Written exercise 1:
In the abstract below, reproduce the passage starting with "The ecological costs of the" and going on through "fertilizers and pesticides.", substituting "petroleum products" for "fossil fuels".
Written exercise 2:
List every industrial farming technique that the abstract below names as mining the soil of its natural nutrients.
Written exercise 3:
State whether each statement agrees with the abstract below. Answer yes or no, and quote the words of the abstract that decide it.
(a) Eco-labeling by itself is enough to produce a sustainable food system.
(b) Fossil fuels are used to produce fertilizers and pesticides.
(c) An estimated 25 percent of the emissions produced by people in industrialized nations can be traced to their food.

Provided text:

++++++

Food, Law & the Environment: Informational and Structural Changes for a Sustainable Food System

28 Pages Posted: 21 Jan 2011 Last revised: 29 Apr 2015

Abstract

The relationships between food systems, law, and the environment are strong. The ecological costs of modern industrial and large scale food production are driven by greenhouse gas emissions, fertilizers and pesticides, and food miles, as well as agricultural law. Food choices contribute to the climate crisis, cause species loss, impair water and air quality, and accelerate land use degradation. For example, "An estimated 25 percent of the emissions produced by people in industrialized nations can be traced to the food they eat."

The ecological costs of the modern industrial, carbon heavy food system are well‑chronicled. Chemical inputs, in the form of fertilizers and pesticides, have the potential, through runoff, to pollute groundwater and streams, to cause algae blooms and oxygen depletion in waterways, contribute to soil acidification, kill beneficial insects, and potentially poison wildlife and their reproductive systems. Industrial farming techniques such as over‑tilling, a lack of crop rotation, inorganic fertilizers, pesticides, and monoculture mines the soil of its natural nutrients, destroys soil biota and its habitat, and increases erosion. And contributing to the climate crisis, fossil fuels remain the single most important ingredient in the modern food system, not only used as fuel for transportation and production of food, but also to produce fertilizers and pesticides.

In an effort to change food choices and inform consumers of the environmental impacts of food, I have already argued for creation of an eco‑label for food, based on environmental life‑cycle analysis from production to use to distribution, building on existing organic and carbon labeling programs. But improved eco‑labeling is only a start, since it only provides information to consumers on available food products that are often industrially produced and processed. It does not directly improve and increase the supply of and access to ecologically friendly food products (though may do so indirectly due to consumer demand). Both informational regulation that helps influence consumer choice and structural changes that provide consumers with better access to better choices are necessary for a sustainable food system to develop.

++++++

Data shown:
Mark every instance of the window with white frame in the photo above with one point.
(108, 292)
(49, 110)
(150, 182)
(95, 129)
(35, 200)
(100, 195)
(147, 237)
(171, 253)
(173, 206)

++++++

Full answer 1:
The ecological costs of the modern industrial, carbon heavy food system are well‑chronicled. Chemical inputs, in the form of fertilizers and pesticides, have the potential, through runoff, to pollute groundwater and streams, to cause algae blooms and oxygen depletion in waterways, contribute to soil acidification, kill beneficial insects, and potentially poison wildlife and their reproductive systems. Industrial farming techniques such as over‑tilling, a lack of crop rotation, inorganic fertilizers, pesticides, and monoculture mines the soil of its natural nutrients, destroys soil biota and its habitat, and increases erosion. And contributing to the climate crisis, petroleum products remain the single most important ingredient in the modern food system, not only used as fuel for transportation and production of food, but also to produce fertilizers and pesticides.

Full answer 2:
- over‑tilling
- a lack of crop rotation
- inorganic fertilizers
- pesticides
- monoculture

Full answer 3:
(a) No: "improved eco‑labeling is only a start"
(b) Yes: "but also to produce fertilizers and pesticides"
(c) Yes: "An estimated 25 percent of the emissions produced by people in industrialized nations can be traced to the food they eat."